Procedural Starlapse
A prodedural starlapse for my brothers film
05.04.2020 - 21:44Last week my brother and a friend took part in a film festival, in which they had to make a film within 3 days. Similar to a game jam like Ludum Dare they had 5 conditions to follow, for example a roll (toilet paper roll) had to appear at some point. Additionally, because of the Corona virus, the competition had to follow the social distancing rules. They made a stop motion movie of a boy being send off to space in a toilet paper roll rocket. At some point my brother asked me whether I had a starlapse he could use, but unfortunately I never had a good enough low light camera to film one. Instead I had the idea of creating a small algorithm to create a procedural starlapse. They found somebody else who had a starlapse, so they didn't end up using mine, but I figured I may as well create a short blogpost about it.

▸ **Data provided**
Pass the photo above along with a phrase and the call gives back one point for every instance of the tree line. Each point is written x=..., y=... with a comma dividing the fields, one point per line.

▸ **What is being asked**
Can you continue the procedural starlapse blog post above, picking up right after its final sentence?

▸ **Result of the exercise**
I started with a new addition to my image shape painter: a simple star shape. To draw a star with a given size, take all pixels within the rectangle of that size on the image, take 4 circles with half that size radii on the corners of the rectangle and all pixels that are not within the circles are the star shape. This can probably be optimized, but it doesn't really matter. Then I randomly spread 1000 stars across the image, moved them every frame and respawned them when they went out of bounds. For a normal starlapse this would have already been enough, but I wanted more details. So I added some yellow and purple noise in the background. Similar to my animated prodedural ocean textures I used 3D periodic perlin noise, so it tiles in the x and y direction and the animation loops. Finally I added a few fast flying shooting stars that can fly in all directions and not only in the same direction as the main starlapse. I didn't spent a lot of time on this, but I like how it turned out.